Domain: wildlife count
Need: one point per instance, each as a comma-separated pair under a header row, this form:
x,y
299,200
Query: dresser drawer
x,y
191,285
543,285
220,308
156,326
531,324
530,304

**What the task requires:** Copy the listing above line for line, with no changes.

**Correct response:**
Domain: wildlife count
Need: one point per instance, each as a comma-separated pair under a header row, this form:
x,y
299,200
Query: dresser drawer
x,y
191,285
543,285
220,308
156,326
531,324
530,304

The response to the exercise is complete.